* EXERCISE GOAL
In the records that follow, the lines from the one containing "Pin the window sill" to the one containing "Pin the stainless", inclusive, are to be given again exactly.

Natural language region descriptions
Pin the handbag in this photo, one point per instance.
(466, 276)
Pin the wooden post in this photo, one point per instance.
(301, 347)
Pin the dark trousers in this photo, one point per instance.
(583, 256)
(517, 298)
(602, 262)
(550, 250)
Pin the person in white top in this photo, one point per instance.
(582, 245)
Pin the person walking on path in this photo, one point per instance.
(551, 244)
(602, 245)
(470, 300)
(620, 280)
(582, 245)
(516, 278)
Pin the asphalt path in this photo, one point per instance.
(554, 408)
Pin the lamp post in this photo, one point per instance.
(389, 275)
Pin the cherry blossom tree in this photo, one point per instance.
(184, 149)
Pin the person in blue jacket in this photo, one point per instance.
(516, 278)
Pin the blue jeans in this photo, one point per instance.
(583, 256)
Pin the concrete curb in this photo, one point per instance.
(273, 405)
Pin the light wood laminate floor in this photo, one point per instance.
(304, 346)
==
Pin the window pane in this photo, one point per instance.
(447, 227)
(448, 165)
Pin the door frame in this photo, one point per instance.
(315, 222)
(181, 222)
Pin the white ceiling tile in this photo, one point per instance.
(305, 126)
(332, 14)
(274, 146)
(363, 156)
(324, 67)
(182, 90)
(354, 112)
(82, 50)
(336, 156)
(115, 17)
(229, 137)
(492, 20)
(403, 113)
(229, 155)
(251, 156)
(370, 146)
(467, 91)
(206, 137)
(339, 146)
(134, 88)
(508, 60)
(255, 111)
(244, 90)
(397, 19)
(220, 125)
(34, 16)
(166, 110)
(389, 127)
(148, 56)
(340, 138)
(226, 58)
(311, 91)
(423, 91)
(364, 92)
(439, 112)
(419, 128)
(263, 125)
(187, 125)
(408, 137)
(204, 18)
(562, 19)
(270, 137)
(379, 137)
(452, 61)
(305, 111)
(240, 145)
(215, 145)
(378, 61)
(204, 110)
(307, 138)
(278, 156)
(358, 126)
--
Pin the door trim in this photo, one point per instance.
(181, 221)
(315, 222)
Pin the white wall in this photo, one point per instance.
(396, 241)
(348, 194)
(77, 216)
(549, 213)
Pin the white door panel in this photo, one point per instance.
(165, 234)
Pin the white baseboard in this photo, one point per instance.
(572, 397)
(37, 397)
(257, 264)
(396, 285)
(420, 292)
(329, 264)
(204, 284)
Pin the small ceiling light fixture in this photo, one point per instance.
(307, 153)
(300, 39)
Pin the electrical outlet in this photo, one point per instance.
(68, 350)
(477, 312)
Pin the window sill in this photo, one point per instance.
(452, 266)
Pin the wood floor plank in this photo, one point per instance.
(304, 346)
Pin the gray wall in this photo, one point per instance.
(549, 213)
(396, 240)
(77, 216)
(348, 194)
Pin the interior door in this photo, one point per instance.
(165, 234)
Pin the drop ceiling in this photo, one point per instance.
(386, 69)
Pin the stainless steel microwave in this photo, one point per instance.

* RESULT OF THE EXERCISE
Pin the window sill in this photo, one point per instance.
(452, 266)
Pin the wood floor plank in this photo, one point per instance.
(304, 346)
Pin the gray wall in this photo, one point per instance.
(549, 213)
(396, 240)
(77, 216)
(348, 194)
Pin the interior door in this photo, one point per instance.
(165, 234)
Pin the drop ceiling in this photo, one point per instance.
(386, 69)
Pin the stainless steel microwave in this photo, one point per instance.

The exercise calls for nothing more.